=== Begin Enclosure ===

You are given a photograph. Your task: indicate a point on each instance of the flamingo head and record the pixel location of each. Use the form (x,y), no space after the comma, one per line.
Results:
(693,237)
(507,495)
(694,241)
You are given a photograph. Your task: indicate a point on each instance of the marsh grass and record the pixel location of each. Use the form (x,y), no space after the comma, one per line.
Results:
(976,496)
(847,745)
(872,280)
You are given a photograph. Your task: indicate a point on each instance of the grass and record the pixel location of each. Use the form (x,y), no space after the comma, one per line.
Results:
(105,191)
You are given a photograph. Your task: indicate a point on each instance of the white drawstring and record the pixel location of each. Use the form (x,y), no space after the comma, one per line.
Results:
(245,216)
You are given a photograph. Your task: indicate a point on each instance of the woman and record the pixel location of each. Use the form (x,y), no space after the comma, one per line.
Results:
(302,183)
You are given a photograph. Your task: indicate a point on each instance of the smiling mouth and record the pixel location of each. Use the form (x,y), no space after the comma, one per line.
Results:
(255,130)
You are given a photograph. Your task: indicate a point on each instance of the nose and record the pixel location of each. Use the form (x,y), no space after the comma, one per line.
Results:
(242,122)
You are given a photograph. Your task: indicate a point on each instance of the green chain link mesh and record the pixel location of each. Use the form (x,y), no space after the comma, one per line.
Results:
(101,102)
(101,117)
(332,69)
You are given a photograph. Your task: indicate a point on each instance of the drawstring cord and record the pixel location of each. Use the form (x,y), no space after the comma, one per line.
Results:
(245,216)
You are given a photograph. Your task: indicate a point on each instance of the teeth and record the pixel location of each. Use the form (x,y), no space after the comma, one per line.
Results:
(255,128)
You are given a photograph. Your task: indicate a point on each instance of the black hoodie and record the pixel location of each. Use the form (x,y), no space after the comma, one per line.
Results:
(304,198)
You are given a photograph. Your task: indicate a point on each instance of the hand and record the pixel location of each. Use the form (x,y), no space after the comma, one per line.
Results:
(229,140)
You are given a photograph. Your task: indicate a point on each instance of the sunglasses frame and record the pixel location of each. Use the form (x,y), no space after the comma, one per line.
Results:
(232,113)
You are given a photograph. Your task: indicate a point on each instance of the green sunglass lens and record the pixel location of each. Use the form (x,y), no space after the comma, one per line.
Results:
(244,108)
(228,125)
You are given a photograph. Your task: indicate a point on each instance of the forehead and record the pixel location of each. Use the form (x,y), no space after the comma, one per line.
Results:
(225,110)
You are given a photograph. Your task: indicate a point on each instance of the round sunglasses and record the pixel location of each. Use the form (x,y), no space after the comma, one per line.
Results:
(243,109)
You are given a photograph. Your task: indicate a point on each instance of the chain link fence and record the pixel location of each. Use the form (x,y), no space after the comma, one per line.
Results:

=== End Enclosure ===

Work to complete →
Every line above is to be transcribed exactly, with nothing dropped.

Answer below →
You are given a photograph. Your task: indicate a point on each instance of the flamingo head and record the pixel location of each. Use the form (x,y), no space after the comma, one per line.
Results:
(693,237)
(507,495)
(694,241)
You are given a photograph. Your task: indicate a point on each instance of the marsh grass and record the pixel location of each. Use the form (x,y), no space after the comma, one per line.
Results:
(976,496)
(847,745)
(872,280)
You are given a photograph. Your task: indicate a point on each instance of the grass and record the pixel location of each. Use the form (x,y), no space after the comma, one per line.
Results:
(105,191)
You are given a photograph. Your task: indicate a point on each instance of the white drawstring and record the pixel location of each. Use the form (x,y), no space after the comma, one per line.
Results:
(245,216)
You are given a photograph. Your task: indicate a point on each instance of the woman and record the pixel location of each. Use the form (x,y), no space after the comma, one per line.
Results:
(302,183)
You are given a photograph. Your task: indicate a point on each instance of the smiling mouth and record the pixel location of each. Use the form (x,y), no space after the comma, one per line.
Results:
(255,130)
You are given a photograph. Your task: indicate a point on each instance of the nose and record the pixel location of each. Use the form (x,y), no space after the comma, one per line.
Results:
(242,122)
You are given a photograph. Your task: indicate a point on each instance of the green chain link mesh and record the pixel location of each. Use the form (x,y), no space after the comma, one per line.
Results:
(101,102)
(101,117)
(332,69)
You are given a photograph. Your task: indicate a point on each instance of the drawstring cord and record the pixel location of each. Use the form (x,y), no space after the comma, one per line.
Results:
(245,216)
You are given a photograph. Your task: indicate a point on each instance of the teeth and record the pixel location of each. Use the form (x,y), no space after the comma, one per line.
Results:
(255,128)
You are given a photograph. Your task: indicate a point on each instance of the black hoodie and record the pixel location of each. Use the form (x,y), no space after the comma, one per line.
Results:
(304,198)
You are given a photograph. Your task: indicate a point on each instance of the hand and record the pixel location of each. Use the form (x,y), no space after the comma, one per line.
Results:
(229,140)
You are given a photograph. Your task: indicate a point on each instance of the sunglasses frame and record the pixel location of each. Use the form (x,y), no space after the comma, one per line.
Results:
(232,113)
You are given a photograph. Your task: indicate a point on each instance of the green sunglass lens and record the pixel location of each. Use the form (x,y), no space after the comma, one per line.
Results:
(244,108)
(228,125)
You are given a photograph. Your task: indicate a point on each instance of the forehead and record the pixel location of each. Use the form (x,y), no space after the comma, one per line.
Results:
(225,110)
You are given a photograph. Your task: indicate a point on each instance of the round sunglasses and record the pixel location of each. Use the form (x,y), no space after the comma, one per line.
Results:
(243,109)
You are given a photograph. Your task: indicate a point on each instance of the chain link fence and record the pixel location of each. Use the form (x,y), no space after the comma, one per line.
Results:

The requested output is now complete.